-- Start of Exercise input --

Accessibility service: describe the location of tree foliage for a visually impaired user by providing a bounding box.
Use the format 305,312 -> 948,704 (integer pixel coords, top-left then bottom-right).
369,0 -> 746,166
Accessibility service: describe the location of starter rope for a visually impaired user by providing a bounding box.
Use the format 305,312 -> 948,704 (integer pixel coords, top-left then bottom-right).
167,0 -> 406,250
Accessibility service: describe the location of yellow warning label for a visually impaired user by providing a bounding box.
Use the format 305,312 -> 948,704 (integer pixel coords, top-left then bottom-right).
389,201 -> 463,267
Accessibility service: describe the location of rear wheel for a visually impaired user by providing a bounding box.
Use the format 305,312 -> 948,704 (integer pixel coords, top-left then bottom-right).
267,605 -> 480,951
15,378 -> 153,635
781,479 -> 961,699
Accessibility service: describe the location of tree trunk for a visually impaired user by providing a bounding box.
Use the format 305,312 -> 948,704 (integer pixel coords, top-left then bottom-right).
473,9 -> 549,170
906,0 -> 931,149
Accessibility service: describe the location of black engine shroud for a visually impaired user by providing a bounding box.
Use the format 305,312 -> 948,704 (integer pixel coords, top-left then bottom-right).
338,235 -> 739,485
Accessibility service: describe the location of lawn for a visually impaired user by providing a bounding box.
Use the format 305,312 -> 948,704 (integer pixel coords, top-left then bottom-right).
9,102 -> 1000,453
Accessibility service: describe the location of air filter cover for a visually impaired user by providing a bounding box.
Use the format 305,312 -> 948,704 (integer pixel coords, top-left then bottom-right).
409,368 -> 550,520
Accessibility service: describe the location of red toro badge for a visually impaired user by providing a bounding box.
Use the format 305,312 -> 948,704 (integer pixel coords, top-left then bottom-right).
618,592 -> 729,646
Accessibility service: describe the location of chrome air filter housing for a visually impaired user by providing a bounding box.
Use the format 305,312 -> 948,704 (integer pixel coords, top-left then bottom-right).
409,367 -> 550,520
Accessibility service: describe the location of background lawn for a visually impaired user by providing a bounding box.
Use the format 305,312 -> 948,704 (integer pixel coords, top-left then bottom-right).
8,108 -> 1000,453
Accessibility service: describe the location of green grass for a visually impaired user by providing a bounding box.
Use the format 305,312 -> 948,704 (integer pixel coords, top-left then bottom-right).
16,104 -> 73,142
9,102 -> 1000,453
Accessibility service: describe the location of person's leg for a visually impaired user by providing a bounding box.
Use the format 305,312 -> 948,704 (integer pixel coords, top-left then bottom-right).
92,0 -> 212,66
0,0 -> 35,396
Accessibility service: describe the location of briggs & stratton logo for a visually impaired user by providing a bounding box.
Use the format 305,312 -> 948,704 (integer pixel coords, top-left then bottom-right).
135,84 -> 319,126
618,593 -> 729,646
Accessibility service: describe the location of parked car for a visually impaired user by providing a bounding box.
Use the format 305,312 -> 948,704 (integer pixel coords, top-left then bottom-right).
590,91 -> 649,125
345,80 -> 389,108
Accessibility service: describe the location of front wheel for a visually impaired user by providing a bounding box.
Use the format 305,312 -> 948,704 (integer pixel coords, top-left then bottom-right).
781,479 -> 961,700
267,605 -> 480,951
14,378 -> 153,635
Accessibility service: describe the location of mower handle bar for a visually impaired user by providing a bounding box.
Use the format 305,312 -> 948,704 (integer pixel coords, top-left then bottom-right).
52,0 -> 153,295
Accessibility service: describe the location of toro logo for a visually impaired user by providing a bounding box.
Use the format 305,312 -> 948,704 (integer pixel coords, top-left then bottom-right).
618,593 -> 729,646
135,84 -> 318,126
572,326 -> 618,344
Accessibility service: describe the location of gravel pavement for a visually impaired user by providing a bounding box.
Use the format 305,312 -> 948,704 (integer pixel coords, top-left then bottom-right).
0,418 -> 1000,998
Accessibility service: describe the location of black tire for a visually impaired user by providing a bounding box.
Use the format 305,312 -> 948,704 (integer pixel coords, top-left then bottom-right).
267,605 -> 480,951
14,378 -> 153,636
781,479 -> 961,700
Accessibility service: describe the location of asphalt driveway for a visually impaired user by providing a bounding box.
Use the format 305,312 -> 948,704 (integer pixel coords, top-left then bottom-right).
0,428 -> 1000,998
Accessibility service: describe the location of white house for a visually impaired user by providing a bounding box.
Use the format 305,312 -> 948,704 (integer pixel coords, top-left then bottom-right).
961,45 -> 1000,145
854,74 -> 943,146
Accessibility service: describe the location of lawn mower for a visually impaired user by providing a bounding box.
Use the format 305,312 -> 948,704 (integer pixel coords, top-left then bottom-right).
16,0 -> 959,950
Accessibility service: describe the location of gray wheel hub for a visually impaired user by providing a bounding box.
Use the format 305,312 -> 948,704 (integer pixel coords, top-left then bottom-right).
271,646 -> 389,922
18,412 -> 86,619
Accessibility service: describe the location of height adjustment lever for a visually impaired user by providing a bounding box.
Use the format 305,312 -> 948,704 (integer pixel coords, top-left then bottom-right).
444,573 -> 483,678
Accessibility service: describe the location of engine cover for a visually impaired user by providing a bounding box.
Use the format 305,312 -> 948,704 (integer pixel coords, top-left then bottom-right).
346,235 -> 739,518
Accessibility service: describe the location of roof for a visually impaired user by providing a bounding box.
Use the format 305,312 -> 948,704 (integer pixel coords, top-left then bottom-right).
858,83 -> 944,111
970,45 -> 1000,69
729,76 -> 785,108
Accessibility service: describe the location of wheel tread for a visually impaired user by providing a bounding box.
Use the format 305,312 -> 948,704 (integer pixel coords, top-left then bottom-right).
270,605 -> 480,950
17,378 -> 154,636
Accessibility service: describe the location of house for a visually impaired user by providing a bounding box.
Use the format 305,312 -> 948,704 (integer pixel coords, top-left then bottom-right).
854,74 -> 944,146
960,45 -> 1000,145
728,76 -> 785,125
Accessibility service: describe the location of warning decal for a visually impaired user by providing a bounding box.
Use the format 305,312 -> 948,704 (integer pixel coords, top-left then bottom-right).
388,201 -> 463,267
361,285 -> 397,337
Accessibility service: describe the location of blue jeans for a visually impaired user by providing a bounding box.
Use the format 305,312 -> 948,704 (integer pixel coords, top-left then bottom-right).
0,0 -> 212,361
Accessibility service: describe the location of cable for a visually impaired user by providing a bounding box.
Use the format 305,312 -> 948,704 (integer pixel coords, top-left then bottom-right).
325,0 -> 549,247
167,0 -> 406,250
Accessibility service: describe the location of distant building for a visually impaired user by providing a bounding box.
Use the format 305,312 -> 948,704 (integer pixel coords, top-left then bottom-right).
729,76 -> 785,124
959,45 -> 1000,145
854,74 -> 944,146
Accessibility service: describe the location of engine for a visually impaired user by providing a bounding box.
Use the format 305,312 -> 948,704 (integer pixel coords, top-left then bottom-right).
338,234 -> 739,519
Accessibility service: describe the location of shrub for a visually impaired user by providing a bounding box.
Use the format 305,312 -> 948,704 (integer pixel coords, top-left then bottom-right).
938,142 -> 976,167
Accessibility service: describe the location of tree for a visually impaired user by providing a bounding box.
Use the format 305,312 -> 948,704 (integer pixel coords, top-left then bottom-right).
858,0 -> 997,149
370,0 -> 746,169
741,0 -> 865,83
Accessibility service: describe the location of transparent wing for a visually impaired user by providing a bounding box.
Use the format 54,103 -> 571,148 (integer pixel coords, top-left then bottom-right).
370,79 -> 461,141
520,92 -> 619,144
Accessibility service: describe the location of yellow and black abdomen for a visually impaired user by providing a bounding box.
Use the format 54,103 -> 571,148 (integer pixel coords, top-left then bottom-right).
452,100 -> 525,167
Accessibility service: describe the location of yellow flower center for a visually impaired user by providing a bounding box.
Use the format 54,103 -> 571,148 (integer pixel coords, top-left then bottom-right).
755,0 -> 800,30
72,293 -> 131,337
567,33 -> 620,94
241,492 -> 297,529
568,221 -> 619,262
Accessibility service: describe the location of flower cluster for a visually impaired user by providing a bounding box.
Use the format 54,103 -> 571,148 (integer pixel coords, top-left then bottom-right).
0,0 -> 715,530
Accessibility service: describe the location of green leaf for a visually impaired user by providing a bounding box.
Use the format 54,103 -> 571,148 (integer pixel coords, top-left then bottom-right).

-- End of Exercise input --

Goal: Put the lines of the data from the start through the line containing "369,0 -> 746,166" into a JSON list of strings, one string per line, skipping blank lines. Include both ends.

Final answer:
[
  "Accessibility service: describe the location of tree foliage for a visually impaired user by providing a bounding box.",
  "Use the format 305,312 -> 948,704 (integer pixel coords, top-left then bottom-right).",
  "369,0 -> 746,166"
]